_Records for the task:_

"""

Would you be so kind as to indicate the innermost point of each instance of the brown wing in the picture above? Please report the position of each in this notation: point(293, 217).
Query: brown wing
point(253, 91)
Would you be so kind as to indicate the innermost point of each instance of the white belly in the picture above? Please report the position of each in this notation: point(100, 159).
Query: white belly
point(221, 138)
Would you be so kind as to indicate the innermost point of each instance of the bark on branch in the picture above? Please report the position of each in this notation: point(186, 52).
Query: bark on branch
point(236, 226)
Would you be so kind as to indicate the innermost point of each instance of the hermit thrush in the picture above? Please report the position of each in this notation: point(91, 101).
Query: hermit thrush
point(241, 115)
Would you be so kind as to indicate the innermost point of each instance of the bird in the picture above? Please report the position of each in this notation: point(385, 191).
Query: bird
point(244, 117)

"""

_Work to complete:_
Rewrite the listing above, replacing every "notation" with "format" and leaving everything else unchanged.

_The completed task:_
Would you be so kind as to indicate the innermost point of each instance of the brown wing in the picture above? Please report the position of each in this format: point(293, 217).
Query: brown wing
point(253, 91)
Would you be so kind as to indicate the innermost point of each instance of the white belly in the picture above? Please report the position of each in this format: point(100, 159).
Query: white belly
point(221, 138)
Would you be so kind as to indicate the innermost point of each instance of the bark on branch in the picture above? Please report the position of each in this format: point(186, 52).
Query: bark on branch
point(236, 226)
Would you be so kind as to indicate the innermost point of each instance of the hermit thrush in the picture above? Please report the position of each in this format: point(91, 101).
Query: hermit thrush
point(241, 115)
Would you be so kind as to indicate the innermost point of each instance of the bird in the picture above? Please report the position of each in this format: point(385, 191).
Query: bird
point(244, 117)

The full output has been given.